*Short exercise a:*
Reproduce word for word the lines of the listing below, from the line containing "IMPORTANT: every dry" up to and including the last line of the listing.

*Source:*

###

Discussion:
Floating point question
(too old to reply)
jacob navia
2015-07-31 18:20:35 UTC
Permalink
Raw Message
When two values produce an overflow in some operation, should the
rounding mode influence the result?

Or the result should be always +/- inf?
James Kuyper
2015-07-31 18:43:33 UTC
Permalink
Raw Message
Post by jacob navia
When two values produce an overflow in some operation, should the
rounding mode influence the result?
Or the result should be always +/- inf?
At least for the operations performed by <math.h> functions, the
rounding mode is allowed to influence the required results:

"If a floating result overflows and default rounding is in effect, then
the function returns the value of the macro HUGE_VAL, HUGE_VALF, or
HUGE_VALL according to the return type, with the same sign as the
correct value of the function ..." 7.12.1p5

This also applies to the strto*() functions and the corresponding
wide-character functions:

"If the correct value overflows and default rounding is in effect
(7.12.1), plus or minus HUGE_VAL, HUGE_VALF, or HUGE_VALL is returned
(according to the return type and sign of the value) ..." 7.22.1.4p10,
7.29.4.1.1p10.

However, an implementation that always returns HUGE_* on overflow,
regardless of rounding mode would conform to this requirement.

###

*Short exercise b:*
Write the next part of the forum thread on floating-point overflow and rounding modes, picking up right after its final sentence.

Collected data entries
###

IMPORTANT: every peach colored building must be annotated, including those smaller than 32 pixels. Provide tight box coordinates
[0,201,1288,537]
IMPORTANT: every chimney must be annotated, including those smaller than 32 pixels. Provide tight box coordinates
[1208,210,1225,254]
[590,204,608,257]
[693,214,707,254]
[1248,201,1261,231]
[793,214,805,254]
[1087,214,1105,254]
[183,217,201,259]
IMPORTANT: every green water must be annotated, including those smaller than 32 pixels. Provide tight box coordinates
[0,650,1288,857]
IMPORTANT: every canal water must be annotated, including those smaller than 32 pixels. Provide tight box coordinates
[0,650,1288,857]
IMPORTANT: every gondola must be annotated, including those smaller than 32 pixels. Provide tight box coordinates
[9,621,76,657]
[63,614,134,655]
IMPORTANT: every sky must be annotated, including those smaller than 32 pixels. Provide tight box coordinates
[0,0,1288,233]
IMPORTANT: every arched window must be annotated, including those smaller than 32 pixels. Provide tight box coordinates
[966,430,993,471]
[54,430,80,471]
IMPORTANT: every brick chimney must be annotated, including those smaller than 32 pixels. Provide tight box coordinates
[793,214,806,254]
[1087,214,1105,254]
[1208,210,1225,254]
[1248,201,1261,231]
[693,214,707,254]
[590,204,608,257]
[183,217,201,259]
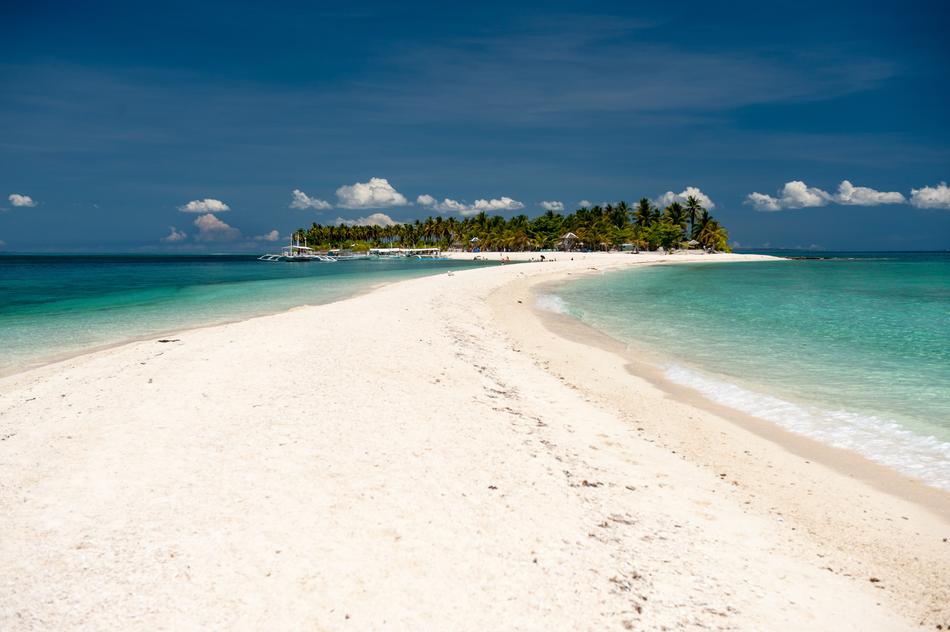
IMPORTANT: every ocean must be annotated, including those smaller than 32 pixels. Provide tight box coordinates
[539,252,950,489]
[0,255,493,375]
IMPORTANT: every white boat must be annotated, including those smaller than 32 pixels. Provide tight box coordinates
[327,250,369,261]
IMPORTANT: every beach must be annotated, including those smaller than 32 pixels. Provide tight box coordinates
[0,253,950,630]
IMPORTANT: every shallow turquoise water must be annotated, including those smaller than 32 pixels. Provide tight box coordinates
[546,253,950,489]
[0,255,498,373]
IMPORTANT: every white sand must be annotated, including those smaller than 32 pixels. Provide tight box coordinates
[0,255,950,630]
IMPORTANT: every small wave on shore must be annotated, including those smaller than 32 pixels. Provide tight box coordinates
[664,364,950,490]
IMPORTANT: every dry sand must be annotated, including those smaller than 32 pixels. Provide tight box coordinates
[0,255,950,630]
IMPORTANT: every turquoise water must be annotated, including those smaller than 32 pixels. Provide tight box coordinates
[0,255,498,374]
[543,253,950,489]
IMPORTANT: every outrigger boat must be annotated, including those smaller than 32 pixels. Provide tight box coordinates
[257,237,336,263]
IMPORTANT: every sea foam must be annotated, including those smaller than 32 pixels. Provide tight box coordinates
[535,294,571,314]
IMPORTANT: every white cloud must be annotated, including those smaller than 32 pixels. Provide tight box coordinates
[335,213,399,226]
[474,196,524,211]
[290,189,330,211]
[745,180,913,211]
[416,195,524,216]
[194,213,241,241]
[655,187,716,210]
[416,194,472,215]
[835,180,907,206]
[178,198,231,213]
[910,182,950,209]
[162,226,188,244]
[745,193,782,211]
[745,180,835,211]
[7,193,36,208]
[336,178,409,208]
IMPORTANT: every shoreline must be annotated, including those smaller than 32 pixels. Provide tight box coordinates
[0,253,950,630]
[529,280,950,506]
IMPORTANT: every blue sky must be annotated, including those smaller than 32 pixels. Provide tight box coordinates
[0,1,950,251]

###

*Task answer a:*
IMPORTANT: every dry sand must be annotated, including those smaller than 32 pixels. Provide tight box coordinates
[0,255,950,630]
IMPORTANT: every turquoise water must be annotated, including those smaller than 32 pixels. Provide tight box coordinates
[0,255,498,374]
[543,253,950,489]
IMPORTANT: every outrigger boat must be annotated, including those smaller than 32 pixels. Provide tight box coordinates
[257,237,336,263]
IMPORTANT: every sea foam must be annotated, including those smaller than 32 pixels. Provide tight box coordinates
[535,294,571,314]
IMPORTANT: every white cloud must be annotated, including those smaller than 32 pixels. Provide tight box coordinates
[335,213,399,226]
[474,196,524,211]
[290,189,330,211]
[745,180,913,211]
[416,195,524,216]
[194,213,241,241]
[655,187,716,210]
[416,194,472,215]
[835,180,907,206]
[178,198,231,213]
[910,182,950,209]
[162,226,188,244]
[745,193,782,211]
[745,180,835,211]
[7,193,36,208]
[336,178,409,208]
IMPORTANT: every shoreline must be annotated, including those smaller than 32 pixels. Provide tight box coordinates
[0,253,950,630]
[529,280,950,506]
IMPORTANT: every blue sky must be annotated, including those smaller than 32 pixels. Provide tight box coordinates
[0,1,950,251]

*Task answer b:*
It seems reasonable to me that this should also apply to floating point
arithmetic operators, but the standard doesn't say so.
jacob navia
2015-07-31 20:00:19 UTC
Permalink
Raw Message
Post by James Kuyper
"If a floating result overflows and default rounding is in effect, then
the function returns the value of the macro HUGE_VAL, HUGE_VALF, or
HUGE_VALL according to the return type, with the same sign as the
correct value of the function ..." 7.12.1p5
/tmp $ cat t.c
#include <stdio.h>
int main(void)
{
long double x = 1e4000L;
long double y = x*x;

printf("%Lg\n",y);
}
/tmp $ gcc t.c
/tmp $ ./a.out
inf
/tmp $

An overflow in a multiplication returns "inf".
Result doesn't change if I add the std=c99 option.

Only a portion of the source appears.